**Work request**
Would it be possible to write out each entry below exactly, without the pictures?
Start of Block
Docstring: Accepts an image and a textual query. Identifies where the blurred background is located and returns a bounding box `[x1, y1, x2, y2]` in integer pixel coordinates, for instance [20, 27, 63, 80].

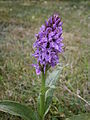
[0, 0, 89, 120]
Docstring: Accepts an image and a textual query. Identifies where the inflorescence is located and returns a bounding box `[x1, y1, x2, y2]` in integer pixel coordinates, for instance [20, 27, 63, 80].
[33, 14, 64, 75]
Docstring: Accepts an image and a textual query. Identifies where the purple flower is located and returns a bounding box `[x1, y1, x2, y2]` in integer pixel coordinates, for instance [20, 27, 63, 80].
[33, 14, 64, 75]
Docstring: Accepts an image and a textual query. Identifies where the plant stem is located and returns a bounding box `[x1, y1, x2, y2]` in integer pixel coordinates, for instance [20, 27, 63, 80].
[40, 71, 46, 120]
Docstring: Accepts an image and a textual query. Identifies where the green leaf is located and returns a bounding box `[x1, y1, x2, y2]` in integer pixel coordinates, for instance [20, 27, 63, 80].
[44, 66, 63, 117]
[0, 100, 39, 120]
[65, 113, 90, 120]
[46, 69, 60, 87]
[44, 88, 54, 117]
[37, 86, 49, 116]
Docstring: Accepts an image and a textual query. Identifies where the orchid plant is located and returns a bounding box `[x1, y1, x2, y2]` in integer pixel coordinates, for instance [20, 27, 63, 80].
[0, 14, 64, 120]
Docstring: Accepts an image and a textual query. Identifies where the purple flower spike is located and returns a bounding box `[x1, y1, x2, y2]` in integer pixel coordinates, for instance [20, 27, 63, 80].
[33, 14, 64, 75]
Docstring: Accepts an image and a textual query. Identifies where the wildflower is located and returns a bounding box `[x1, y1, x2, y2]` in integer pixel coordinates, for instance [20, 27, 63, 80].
[33, 14, 63, 75]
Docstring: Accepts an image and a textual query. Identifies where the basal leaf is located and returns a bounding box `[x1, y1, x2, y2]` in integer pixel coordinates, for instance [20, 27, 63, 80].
[0, 100, 38, 120]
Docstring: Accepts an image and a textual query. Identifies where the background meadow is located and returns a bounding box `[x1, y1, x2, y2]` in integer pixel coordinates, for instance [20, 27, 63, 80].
[0, 0, 90, 120]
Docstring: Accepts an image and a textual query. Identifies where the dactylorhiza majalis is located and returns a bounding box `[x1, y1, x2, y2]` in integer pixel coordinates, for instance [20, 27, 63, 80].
[33, 14, 64, 119]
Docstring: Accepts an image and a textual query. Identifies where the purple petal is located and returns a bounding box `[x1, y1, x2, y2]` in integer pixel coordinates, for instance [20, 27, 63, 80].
[36, 68, 41, 75]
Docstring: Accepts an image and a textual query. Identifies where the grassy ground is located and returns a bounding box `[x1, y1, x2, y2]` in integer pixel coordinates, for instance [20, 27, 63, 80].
[0, 0, 90, 120]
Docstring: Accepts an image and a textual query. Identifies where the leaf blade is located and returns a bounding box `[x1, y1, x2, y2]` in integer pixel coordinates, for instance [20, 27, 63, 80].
[44, 67, 62, 117]
[0, 100, 37, 120]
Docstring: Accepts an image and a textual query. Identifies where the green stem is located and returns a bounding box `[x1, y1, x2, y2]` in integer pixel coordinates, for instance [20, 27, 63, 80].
[40, 71, 46, 120]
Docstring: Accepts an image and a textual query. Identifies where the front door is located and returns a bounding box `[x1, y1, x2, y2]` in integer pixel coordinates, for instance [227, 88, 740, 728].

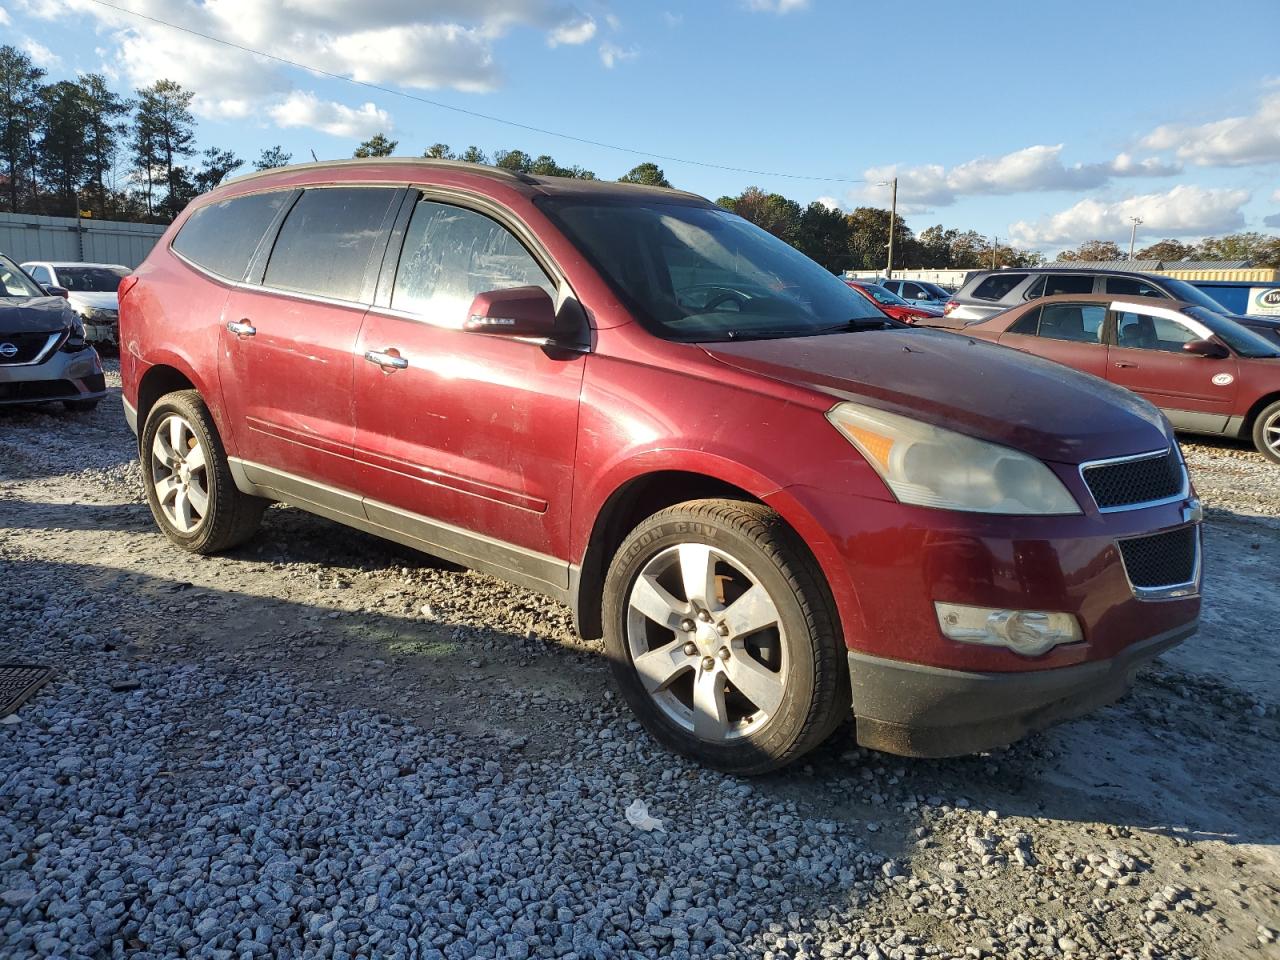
[997, 301, 1109, 379]
[1107, 303, 1239, 431]
[353, 196, 586, 585]
[217, 185, 402, 490]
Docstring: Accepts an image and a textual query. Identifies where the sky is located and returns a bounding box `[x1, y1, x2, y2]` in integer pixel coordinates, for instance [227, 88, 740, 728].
[3, 0, 1279, 256]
End of Block
**Your solution**
Docstring: Accepts an image and a textual query. Identifies where the blurred background is located and returns a bounding box `[x1, y1, x2, y2]` in integer pixel coordinates, for instance [20, 27, 63, 80].

[0, 0, 89, 120]
Docstring: Accepts an image and a textual query. Identifies where the inflorescence is located and returns a bounding box `[x1, y1, x2, y2]` in integer pixel coordinates, for instance [20, 27, 63, 80].
[33, 14, 64, 75]
Docstring: Accepts an image and a textual query. Identifies where the purple flower is located and returns a bounding box `[x1, y1, x2, y2]` in integer pixel coordinates, for instance [20, 27, 63, 80].
[33, 14, 64, 75]
Docstring: Accepts an image and a textual query. Identifies where the plant stem is located and returns a bounding box `[x1, y1, x2, y2]` in integer pixel coordinates, for instance [20, 27, 63, 80].
[40, 71, 46, 120]
Docstring: Accepts an image and a textual query. Identifies where the green leaf is located and returns a bounding box `[x1, y1, x2, y2]` in integer pixel coordinates, for instance [20, 27, 63, 80].
[44, 66, 63, 117]
[0, 100, 39, 120]
[65, 113, 90, 120]
[46, 69, 60, 87]
[44, 88, 54, 117]
[37, 86, 49, 116]
Docstring: Accepts an image and a textual query. Identifies where the orchid plant is located and returns a bounding box `[x1, y1, x2, y2]` in integer pixel coordinates, for instance [20, 27, 63, 80].
[0, 14, 64, 120]
Docstring: Accepts an image and a textual query. Identifies where the purple flower spike is located and returns a bounding box `[x1, y1, x2, y2]` in integer pixel coordinates, for instance [20, 27, 63, 80].
[33, 14, 64, 75]
Docstring: Accepts an image and a textual query. Identifies where the wildflower is located and returns a bounding box `[x1, y1, x2, y2]` in integer pixel coordinates, for instance [20, 27, 63, 80].
[33, 14, 63, 75]
Docstring: Accepts an image and a textual query. Identifies where the basal leaf is located and returns a bounding box `[x1, y1, x2, y2]` in integer pixel coordinates, for instance [20, 27, 63, 80].
[0, 100, 38, 120]
Docstring: Accepts an image and a textual query. Identifies where the background meadow is located and returns a bounding box `[x1, y1, x2, y2]` in integer pixel coordinates, for instance [20, 27, 63, 80].
[0, 0, 90, 120]
Docstring: Accepts an image and a textual query. Identifies where the dactylorhiza majalis is located and returns a bounding box `[x1, y1, x2, y2]` in integer pixel coordinates, for instance [20, 27, 63, 80].
[33, 14, 64, 119]
Docstring: Accepts an image and a textual query. Identifies where the purple petal is located and returns a bounding box `[x1, y1, x2, y2]` in integer pixel coordinates, for instance [20, 27, 63, 80].
[36, 68, 41, 75]
Docstring: Accepts an image and a textual query. Identifies where the grassy ground is located and returns a bounding box `[x1, y1, x2, y2]` in integer pixel coordinates, for instance [20, 27, 63, 80].
[0, 0, 90, 120]
Docstring: Accepts an image and a textual query. Identifies where the leaf blade is located and returns a bounding box `[x1, y1, x2, y2]` in integer pixel coordinates, for instance [20, 27, 63, 80].
[44, 67, 62, 117]
[0, 100, 37, 120]
Docstring: Accepts an image and a textual query. Identifies where the green stem is located and returns a bounding box `[x1, y1, x2, y2]` in integer pixel coordinates, for instance [20, 27, 63, 80].
[40, 71, 46, 120]
Docstring: Accepts an image and a textual query. Identifies where the front door is located and returns a bounding box `[x1, y1, x2, y2]` in integer pixel coordinates, for instance [227, 88, 740, 728].

[997, 301, 1109, 379]
[1107, 303, 1239, 431]
[353, 196, 586, 585]
[217, 185, 402, 490]
Docstring: Accepts an image and a textual query. Identifies where the sky is located and returns a bounding box `[x1, y1, x2, y2]` in integer pixel coordinates, for instance [227, 88, 740, 728].
[3, 0, 1279, 256]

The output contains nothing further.